# Trecho para leitura
________

Libby e Ridker, no entanto, dizem que esse cenário inesperado em indivíduos saudáveis é provavelmente raro em relação ao número total de pessoas com COVID-19 que apresentam problemas cardíacos.
O inimigo interno
Para Ridker e Libby, o envolvimento cardíaco na COVID-19 é outro exemplo impressionante dos efeitos generalizados da inflamação em múltiplos órgãos e sistemas. A inflamação é uma resposta de defesa crítica durante a infecção, mas tem um lado sombrio. As infecções podem desencadear uma cascata de sinais imunológicos que afetam vários órgãos.
Libby e Ridker levantam a hipótese de que qualquer infecção no corpo pode se tornar uma fonte de inflamação que ativa a liberação de proteínas inflamatórias conhecidas como citocinas e invoca exércitos de glóbulos brancos e outras moléculas mensageiras que, em um esforço para combater a infecção, interrompem os processos normais. Quando essas moléculas inflamatórias atingem o solo acolhedor de um depósito de gordura na parede dos vasos sanguíneos – um que já está repleto de glóbulos brancos inflamatórios residentes – as citocinas podem aumentar a resposta inflamatória local e desencadear um ataque cardíaco.
“Nosso trabalho mostrou que as citocinas podem colidir com essas células na placa e empurrá-la através de uma rodada de ativação adicional”, disse Libby. “[A inflamação do coração] pode ser fatal, e pode acontecer em pessoas que não têm nenhum fator de risco preexistente.”

________

[Dados de máscaras de segmentação]
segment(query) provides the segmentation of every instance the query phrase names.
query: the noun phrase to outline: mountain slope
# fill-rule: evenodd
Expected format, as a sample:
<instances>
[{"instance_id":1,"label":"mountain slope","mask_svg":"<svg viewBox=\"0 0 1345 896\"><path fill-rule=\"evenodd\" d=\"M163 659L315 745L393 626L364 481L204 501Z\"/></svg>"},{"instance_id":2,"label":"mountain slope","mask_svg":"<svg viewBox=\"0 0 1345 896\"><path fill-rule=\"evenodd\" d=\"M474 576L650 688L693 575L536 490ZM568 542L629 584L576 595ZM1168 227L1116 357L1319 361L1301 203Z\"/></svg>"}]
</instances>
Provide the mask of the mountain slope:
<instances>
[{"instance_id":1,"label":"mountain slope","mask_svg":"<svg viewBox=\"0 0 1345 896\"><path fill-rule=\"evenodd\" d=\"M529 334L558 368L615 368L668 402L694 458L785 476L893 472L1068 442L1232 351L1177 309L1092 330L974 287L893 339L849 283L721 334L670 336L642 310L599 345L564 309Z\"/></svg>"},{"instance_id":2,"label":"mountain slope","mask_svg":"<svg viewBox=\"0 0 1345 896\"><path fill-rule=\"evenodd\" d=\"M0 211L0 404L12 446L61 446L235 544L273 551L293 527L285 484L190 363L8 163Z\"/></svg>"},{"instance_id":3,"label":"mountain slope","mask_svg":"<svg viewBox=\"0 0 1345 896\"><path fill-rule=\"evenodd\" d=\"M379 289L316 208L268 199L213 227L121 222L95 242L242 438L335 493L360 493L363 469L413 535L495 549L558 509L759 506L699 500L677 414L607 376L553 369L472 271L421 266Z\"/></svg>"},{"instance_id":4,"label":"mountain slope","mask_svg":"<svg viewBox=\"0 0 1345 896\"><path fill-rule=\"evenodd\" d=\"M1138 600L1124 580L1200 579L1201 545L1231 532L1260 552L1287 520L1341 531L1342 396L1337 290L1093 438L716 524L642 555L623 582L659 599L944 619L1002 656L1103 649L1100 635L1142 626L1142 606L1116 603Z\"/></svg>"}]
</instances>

________

Reproduza a parte do trecho sobre a COVID-19 e o coração que se inicia com as palavras contendo "Libby e Ridker, no" e se encerra com "apresentam problemas cardíacos.", trocando a designação "cenário inesperado" por "quadro incomum". Os registros não têm relação com o trecho.

Libby e Ridker, no entanto, dizem que esse quadro incomum em indivíduos saudáveis é provavelmente raro em relação ao número total de pessoas com COVID-19 que apresentam problemas cardíacos.